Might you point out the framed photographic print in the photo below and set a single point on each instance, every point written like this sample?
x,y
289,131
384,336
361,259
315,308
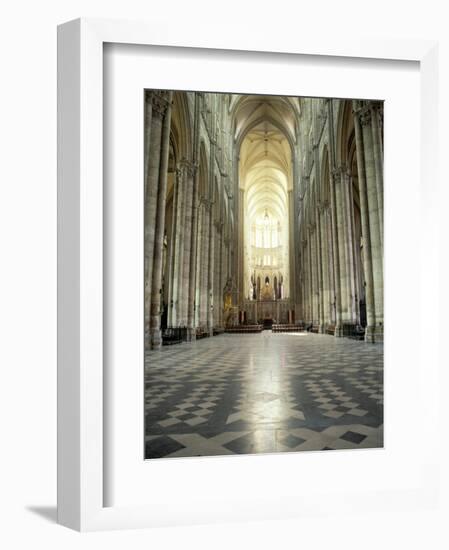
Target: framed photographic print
x,y
233,286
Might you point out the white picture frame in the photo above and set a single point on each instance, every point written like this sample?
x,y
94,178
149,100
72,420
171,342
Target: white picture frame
x,y
81,475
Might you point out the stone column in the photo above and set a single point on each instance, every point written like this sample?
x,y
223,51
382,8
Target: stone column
x,y
148,98
210,268
325,320
374,221
342,272
198,266
364,215
159,104
163,111
378,160
241,244
349,249
336,258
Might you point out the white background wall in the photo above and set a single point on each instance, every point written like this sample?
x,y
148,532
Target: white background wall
x,y
28,269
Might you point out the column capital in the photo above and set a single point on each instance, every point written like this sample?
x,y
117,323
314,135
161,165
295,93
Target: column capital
x,y
186,166
365,116
159,102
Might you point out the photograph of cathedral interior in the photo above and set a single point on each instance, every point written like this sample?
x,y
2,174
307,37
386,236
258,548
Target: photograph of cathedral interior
x,y
263,274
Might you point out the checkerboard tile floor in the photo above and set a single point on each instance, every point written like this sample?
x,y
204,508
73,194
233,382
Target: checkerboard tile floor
x,y
263,393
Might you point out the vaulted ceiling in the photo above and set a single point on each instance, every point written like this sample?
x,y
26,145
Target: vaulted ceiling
x,y
265,129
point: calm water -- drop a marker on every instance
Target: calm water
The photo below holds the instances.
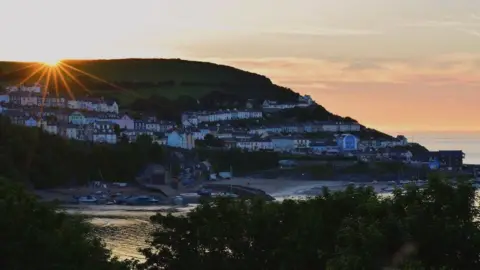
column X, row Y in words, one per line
column 126, row 229
column 469, row 142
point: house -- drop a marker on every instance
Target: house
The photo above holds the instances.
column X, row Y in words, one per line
column 4, row 98
column 401, row 140
column 324, row 147
column 16, row 117
column 104, row 132
column 139, row 124
column 347, row 142
column 306, row 99
column 132, row 135
column 289, row 143
column 77, row 118
column 48, row 126
column 159, row 139
column 124, row 122
column 74, row 104
column 70, row 131
column 112, row 106
column 180, row 140
column 52, row 101
column 3, row 108
column 448, row 159
column 153, row 174
column 23, row 98
column 30, row 122
column 255, row 144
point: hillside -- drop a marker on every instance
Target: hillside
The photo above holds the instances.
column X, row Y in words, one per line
column 164, row 87
column 130, row 79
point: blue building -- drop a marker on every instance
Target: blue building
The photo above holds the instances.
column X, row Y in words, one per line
column 347, row 142
column 448, row 159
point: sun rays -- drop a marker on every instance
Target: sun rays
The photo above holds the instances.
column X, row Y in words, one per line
column 57, row 77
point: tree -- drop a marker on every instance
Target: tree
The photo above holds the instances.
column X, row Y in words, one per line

________________

**The task**
Without the pictures, repeat every record above exactly as written.

**Task answer**
Might you point out the framed photographic print in the photo below and set a single point on each instance, every point written like this sample?
x,y
289,131
384,336
361,259
315,308
Target: framed photographic print
x,y
233,286
Might you point out the white picture frame in the photo above and set a single point on each instance, every point written like this sample?
x,y
94,178
149,100
72,420
171,342
Target: white picture frame
x,y
81,475
Might you point out the stone column in the photo above and set a single point on each instance, every point written like this sample?
x,y
223,51
382,8
Target: stone column
x,y
148,98
210,268
325,320
374,221
342,272
198,266
364,215
159,104
163,111
378,160
241,244
349,249
336,258
Might you point out the white background wall in the photo above and set a single point on each instance, every point written like this sample?
x,y
148,532
Target: white background wall
x,y
28,269
Might you point out the column capital in the photo above and set a single point on each instance, every point written like this sample?
x,y
117,323
314,135
161,165
295,93
Target: column capital
x,y
186,166
365,116
159,102
Might you point out the photograph of cathedral interior in the photo above and set a single point on each instance, every point written like this sample?
x,y
2,174
307,37
386,236
258,548
Target: photograph of cathedral interior
x,y
263,274
Might you point out the checkerboard tile floor in the photo above and set a single point on each instance, every point written like this sample?
x,y
204,508
73,194
233,382
Target: checkerboard tile floor
x,y
263,393
Might you point out the vaulted ceiling in the photo above and set a single point on each instance, every point written like this sample?
x,y
26,145
Target: vaulted ceiling
x,y
265,129
point: calm water -- drop a marker on every instance
Target: calm water
The photo below holds the instances.
column X, row Y in words, one per line
column 126, row 229
column 469, row 142
point: house -- drop a marker on every instance
Target: house
The photo above holds the instances.
column X, row Y in words, one per line
column 4, row 98
column 401, row 140
column 324, row 147
column 16, row 117
column 104, row 132
column 139, row 124
column 347, row 142
column 306, row 99
column 132, row 135
column 289, row 143
column 77, row 118
column 48, row 126
column 159, row 139
column 124, row 122
column 74, row 104
column 70, row 131
column 112, row 106
column 180, row 140
column 52, row 101
column 3, row 108
column 448, row 159
column 153, row 174
column 23, row 98
column 30, row 122
column 255, row 144
point: hillside -- drop a marker on every instance
Target: hillside
The photo above holds the instances.
column X, row Y in words, one per line
column 164, row 87
column 130, row 79
point: blue building -- drop a marker on every instance
Target: blue building
The photo above holds the instances.
column X, row Y in words, one per line
column 347, row 142
column 448, row 159
point: sun rays -- drop a marker on every instance
Target: sun rays
The photo above holds the instances.
column X, row Y in words, one per line
column 57, row 77
point: tree -- drop a marker on every instance
Target: tree
The photo above holds the instances.
column X, row Y in words, one per line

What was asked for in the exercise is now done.